▸ **Required work**
Which lines of the entries below contain the string "path"? Find each one and copy it out in full.

▸ **Available records**
* * * * * * * * *

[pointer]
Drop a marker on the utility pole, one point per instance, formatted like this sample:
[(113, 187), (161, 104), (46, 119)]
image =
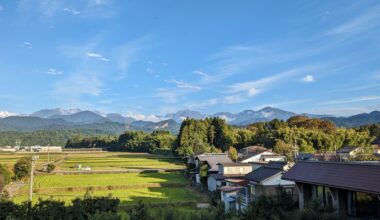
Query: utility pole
[(34, 161), (48, 154)]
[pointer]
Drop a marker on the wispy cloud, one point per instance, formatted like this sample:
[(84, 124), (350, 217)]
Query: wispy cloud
[(126, 54), (74, 90), (254, 87), (72, 11), (168, 95), (205, 78), (363, 22), (142, 117), (352, 100), (308, 78), (54, 72), (202, 104), (234, 99), (184, 85), (27, 44), (97, 56)]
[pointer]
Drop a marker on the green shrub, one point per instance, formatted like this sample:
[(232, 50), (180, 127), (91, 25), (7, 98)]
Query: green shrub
[(50, 167), (22, 168)]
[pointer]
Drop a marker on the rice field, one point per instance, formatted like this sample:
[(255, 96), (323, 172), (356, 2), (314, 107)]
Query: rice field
[(130, 187)]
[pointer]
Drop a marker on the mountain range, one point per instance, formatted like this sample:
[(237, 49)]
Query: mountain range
[(54, 119)]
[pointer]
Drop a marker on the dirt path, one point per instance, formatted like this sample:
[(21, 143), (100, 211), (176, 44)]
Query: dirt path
[(14, 187)]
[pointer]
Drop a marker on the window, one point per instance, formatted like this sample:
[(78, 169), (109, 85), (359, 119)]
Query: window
[(323, 194), (363, 205)]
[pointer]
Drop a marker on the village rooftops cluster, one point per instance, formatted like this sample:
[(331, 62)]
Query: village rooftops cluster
[(260, 172)]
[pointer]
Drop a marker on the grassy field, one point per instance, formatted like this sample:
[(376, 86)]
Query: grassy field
[(120, 161), (151, 187)]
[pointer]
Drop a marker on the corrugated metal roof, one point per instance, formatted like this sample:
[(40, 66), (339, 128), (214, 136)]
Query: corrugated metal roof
[(364, 177), (262, 173), (214, 159)]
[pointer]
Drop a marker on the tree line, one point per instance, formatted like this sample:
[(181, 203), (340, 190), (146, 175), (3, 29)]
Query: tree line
[(215, 135)]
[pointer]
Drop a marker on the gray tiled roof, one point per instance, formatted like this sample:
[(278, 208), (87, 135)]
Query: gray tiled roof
[(277, 164), (262, 173), (364, 177), (214, 159), (376, 141), (347, 149)]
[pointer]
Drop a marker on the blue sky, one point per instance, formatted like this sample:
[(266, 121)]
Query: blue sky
[(155, 57)]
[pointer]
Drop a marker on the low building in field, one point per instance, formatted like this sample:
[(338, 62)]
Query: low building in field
[(351, 189)]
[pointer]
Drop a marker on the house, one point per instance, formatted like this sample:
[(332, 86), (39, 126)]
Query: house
[(304, 156), (211, 160), (258, 153), (376, 146), (348, 152), (351, 189), (262, 181), (376, 142), (227, 171)]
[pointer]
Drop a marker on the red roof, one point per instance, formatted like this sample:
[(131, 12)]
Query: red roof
[(362, 177)]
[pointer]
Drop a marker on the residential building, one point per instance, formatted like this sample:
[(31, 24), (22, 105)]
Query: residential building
[(211, 161), (227, 171), (258, 153), (347, 152), (351, 189), (262, 181), (305, 156), (376, 146)]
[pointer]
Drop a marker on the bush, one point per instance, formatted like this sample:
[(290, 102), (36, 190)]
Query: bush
[(5, 176), (22, 168), (50, 167)]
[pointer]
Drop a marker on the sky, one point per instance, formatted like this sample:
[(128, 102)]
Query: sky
[(157, 57)]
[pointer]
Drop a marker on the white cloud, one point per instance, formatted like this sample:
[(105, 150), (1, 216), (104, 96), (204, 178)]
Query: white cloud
[(308, 78), (54, 72), (97, 56), (98, 2), (352, 100), (184, 85), (233, 99), (27, 44), (168, 95), (73, 90), (202, 104), (361, 23), (150, 70), (141, 117), (252, 88), (127, 54), (4, 114), (71, 11)]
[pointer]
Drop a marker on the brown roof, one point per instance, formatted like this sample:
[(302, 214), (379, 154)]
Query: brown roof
[(213, 159), (363, 177), (230, 188), (347, 149), (252, 149), (262, 174), (219, 176), (376, 141), (236, 164)]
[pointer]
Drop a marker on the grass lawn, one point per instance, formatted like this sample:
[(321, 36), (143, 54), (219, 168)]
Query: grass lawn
[(156, 187), (86, 180), (120, 161), (130, 196)]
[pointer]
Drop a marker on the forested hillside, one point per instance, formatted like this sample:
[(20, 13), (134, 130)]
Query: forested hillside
[(215, 135)]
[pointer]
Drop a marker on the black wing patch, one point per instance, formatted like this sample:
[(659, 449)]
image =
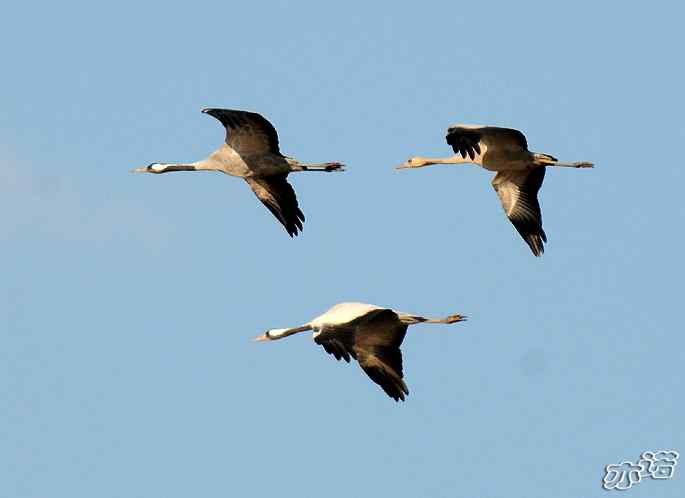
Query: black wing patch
[(377, 345), (464, 142), (247, 132), (518, 193), (374, 341), (279, 197)]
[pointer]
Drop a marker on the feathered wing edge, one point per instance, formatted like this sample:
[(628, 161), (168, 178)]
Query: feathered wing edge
[(279, 197)]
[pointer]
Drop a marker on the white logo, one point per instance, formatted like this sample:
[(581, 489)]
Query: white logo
[(652, 464)]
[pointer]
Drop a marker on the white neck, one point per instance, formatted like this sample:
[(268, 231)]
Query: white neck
[(166, 167), (275, 334)]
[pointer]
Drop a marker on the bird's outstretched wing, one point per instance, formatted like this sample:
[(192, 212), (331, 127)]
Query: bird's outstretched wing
[(470, 140), (247, 133), (373, 340), (279, 197), (518, 193)]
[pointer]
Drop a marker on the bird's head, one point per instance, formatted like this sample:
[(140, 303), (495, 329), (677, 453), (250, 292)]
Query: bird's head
[(150, 168), (413, 162), (270, 335)]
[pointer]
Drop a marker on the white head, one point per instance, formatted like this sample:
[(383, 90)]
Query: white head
[(413, 162), (271, 335), (274, 334)]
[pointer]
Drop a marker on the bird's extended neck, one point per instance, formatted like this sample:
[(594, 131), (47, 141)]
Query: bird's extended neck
[(420, 161), (168, 167), (275, 334)]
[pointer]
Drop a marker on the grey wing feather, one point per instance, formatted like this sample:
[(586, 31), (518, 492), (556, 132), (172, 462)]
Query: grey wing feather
[(374, 341), (247, 133), (279, 197), (467, 140), (518, 193), (377, 346)]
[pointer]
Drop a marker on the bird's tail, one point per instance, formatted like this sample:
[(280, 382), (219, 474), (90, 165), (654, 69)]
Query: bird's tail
[(547, 160), (319, 167)]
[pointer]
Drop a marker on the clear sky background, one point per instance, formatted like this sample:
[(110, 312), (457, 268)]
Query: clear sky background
[(127, 302)]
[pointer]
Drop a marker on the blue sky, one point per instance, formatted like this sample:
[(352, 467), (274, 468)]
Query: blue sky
[(127, 302)]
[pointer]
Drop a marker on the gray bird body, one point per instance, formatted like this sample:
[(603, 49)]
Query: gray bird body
[(370, 334), (251, 152), (519, 177)]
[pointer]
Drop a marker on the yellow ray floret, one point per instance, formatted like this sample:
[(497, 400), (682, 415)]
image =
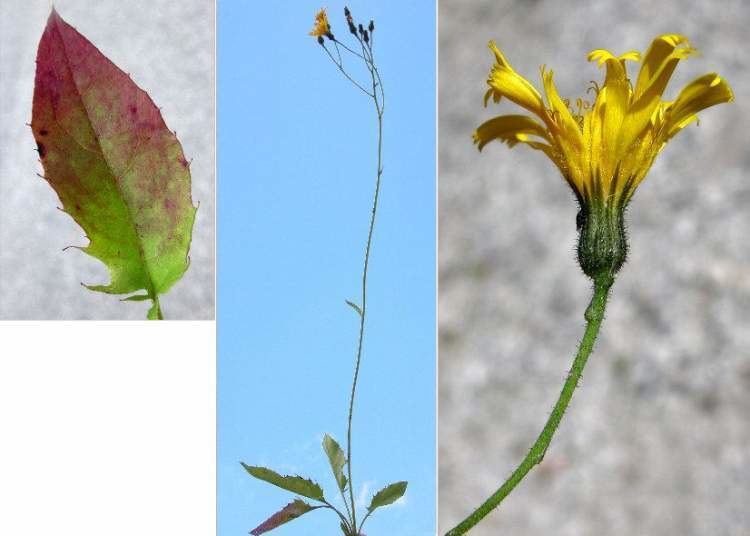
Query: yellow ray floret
[(605, 149), (321, 27)]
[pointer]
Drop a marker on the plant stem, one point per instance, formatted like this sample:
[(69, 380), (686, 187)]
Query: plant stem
[(363, 306), (594, 315)]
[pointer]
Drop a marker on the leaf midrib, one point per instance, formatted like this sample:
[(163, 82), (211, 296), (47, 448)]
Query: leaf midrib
[(152, 290)]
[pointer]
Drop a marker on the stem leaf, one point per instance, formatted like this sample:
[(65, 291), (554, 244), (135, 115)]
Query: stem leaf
[(388, 495), (291, 511), (337, 460), (295, 484)]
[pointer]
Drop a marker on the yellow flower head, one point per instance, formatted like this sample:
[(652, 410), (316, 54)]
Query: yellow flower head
[(322, 27), (603, 150)]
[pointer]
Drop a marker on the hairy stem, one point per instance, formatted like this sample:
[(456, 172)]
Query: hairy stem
[(363, 305), (594, 315)]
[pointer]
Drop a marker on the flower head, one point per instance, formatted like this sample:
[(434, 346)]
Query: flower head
[(603, 150), (322, 27)]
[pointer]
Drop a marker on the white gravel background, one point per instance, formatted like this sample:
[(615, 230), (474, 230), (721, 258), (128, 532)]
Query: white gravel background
[(167, 46), (656, 440)]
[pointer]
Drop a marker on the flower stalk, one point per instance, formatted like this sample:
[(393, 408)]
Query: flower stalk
[(603, 151), (348, 520)]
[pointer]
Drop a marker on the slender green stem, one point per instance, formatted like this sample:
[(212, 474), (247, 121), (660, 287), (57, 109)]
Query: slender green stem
[(363, 305), (594, 315), (156, 306), (344, 520)]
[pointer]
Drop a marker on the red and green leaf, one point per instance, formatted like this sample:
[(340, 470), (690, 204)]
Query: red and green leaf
[(119, 172), (291, 511)]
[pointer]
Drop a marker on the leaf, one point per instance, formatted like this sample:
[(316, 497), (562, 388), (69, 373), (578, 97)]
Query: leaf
[(137, 297), (354, 306), (387, 495), (291, 511), (295, 484), (337, 459), (119, 172)]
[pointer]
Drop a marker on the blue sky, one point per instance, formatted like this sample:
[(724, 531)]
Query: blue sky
[(296, 157)]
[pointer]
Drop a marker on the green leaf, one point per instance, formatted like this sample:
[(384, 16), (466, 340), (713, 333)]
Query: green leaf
[(337, 459), (119, 172), (137, 297), (291, 511), (354, 306), (388, 495), (295, 484)]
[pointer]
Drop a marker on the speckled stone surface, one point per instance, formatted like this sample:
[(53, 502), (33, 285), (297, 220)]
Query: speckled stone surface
[(167, 46), (656, 439)]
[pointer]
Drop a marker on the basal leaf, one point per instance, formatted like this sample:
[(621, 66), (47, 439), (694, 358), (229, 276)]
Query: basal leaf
[(295, 484), (119, 172), (337, 459), (354, 306), (291, 511), (388, 495)]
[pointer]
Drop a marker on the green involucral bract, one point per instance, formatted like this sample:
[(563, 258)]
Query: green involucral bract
[(119, 172)]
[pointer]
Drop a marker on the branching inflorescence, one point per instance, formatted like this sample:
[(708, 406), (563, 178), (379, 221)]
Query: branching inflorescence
[(340, 461), (603, 152)]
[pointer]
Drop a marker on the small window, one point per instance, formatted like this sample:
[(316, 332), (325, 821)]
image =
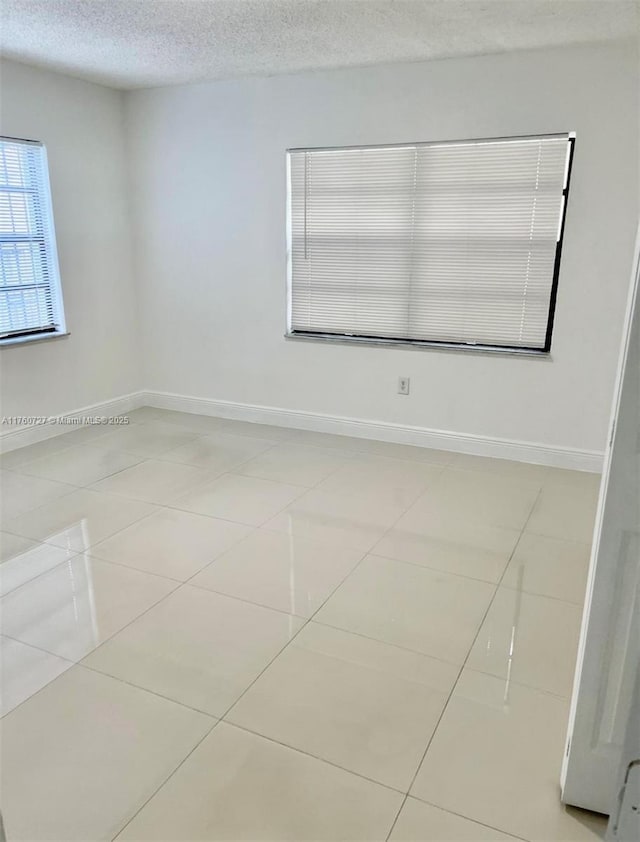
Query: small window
[(30, 295), (451, 244)]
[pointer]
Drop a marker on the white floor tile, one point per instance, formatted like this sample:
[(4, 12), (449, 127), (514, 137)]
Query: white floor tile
[(393, 480), (496, 757), (22, 455), (502, 467), (240, 786), (171, 543), (423, 610), (197, 648), (83, 755), (29, 564), (150, 439), (25, 670), (363, 705), (280, 571), (549, 567), (14, 545), (76, 606), (481, 498), (246, 500), (566, 511), (256, 431), (295, 464), (80, 465), (154, 481), (452, 556), (420, 822), (219, 452), (80, 519), (268, 527), (529, 639), (20, 494), (357, 522)]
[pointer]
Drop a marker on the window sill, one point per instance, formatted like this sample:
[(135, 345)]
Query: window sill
[(37, 337), (420, 346)]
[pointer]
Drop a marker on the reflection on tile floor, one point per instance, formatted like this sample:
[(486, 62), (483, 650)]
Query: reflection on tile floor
[(219, 630)]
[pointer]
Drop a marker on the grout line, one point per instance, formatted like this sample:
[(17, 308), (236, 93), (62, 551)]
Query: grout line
[(466, 818), (169, 776), (309, 754), (457, 681)]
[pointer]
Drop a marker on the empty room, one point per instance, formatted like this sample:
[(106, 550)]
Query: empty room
[(320, 420)]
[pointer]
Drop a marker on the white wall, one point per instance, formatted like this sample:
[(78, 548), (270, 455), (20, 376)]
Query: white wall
[(209, 210), (82, 126)]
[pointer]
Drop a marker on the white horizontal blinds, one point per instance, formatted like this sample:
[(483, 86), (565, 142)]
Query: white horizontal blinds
[(444, 242), (352, 226), (28, 264)]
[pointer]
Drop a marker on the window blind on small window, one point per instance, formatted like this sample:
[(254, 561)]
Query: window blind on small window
[(29, 284), (450, 242)]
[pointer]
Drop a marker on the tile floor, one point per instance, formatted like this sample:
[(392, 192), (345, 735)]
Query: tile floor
[(215, 630)]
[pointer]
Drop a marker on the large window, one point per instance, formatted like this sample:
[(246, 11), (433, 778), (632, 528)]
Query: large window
[(30, 296), (454, 244)]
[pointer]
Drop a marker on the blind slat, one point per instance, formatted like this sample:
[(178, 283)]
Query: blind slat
[(30, 300), (453, 242)]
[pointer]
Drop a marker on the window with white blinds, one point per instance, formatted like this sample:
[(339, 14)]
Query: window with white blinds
[(445, 243), (30, 296)]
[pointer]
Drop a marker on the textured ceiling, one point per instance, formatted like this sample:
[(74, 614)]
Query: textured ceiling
[(145, 43)]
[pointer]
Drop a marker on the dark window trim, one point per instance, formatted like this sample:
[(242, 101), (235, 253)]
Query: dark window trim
[(556, 265)]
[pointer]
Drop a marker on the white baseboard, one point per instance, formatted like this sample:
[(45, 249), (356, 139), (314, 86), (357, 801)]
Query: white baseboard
[(520, 451), (13, 437)]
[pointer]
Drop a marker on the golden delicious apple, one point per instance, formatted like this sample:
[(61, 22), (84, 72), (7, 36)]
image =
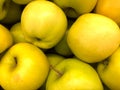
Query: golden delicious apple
[(4, 6), (17, 33), (74, 8), (13, 14), (22, 2), (109, 72), (73, 74), (6, 39), (43, 23), (109, 8), (23, 67), (93, 37)]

* * * * * * * * *

▸ **Output of the exercise**
Drop a marker on the dirt path, one point per instance, formatted like this sample:
Query: dirt path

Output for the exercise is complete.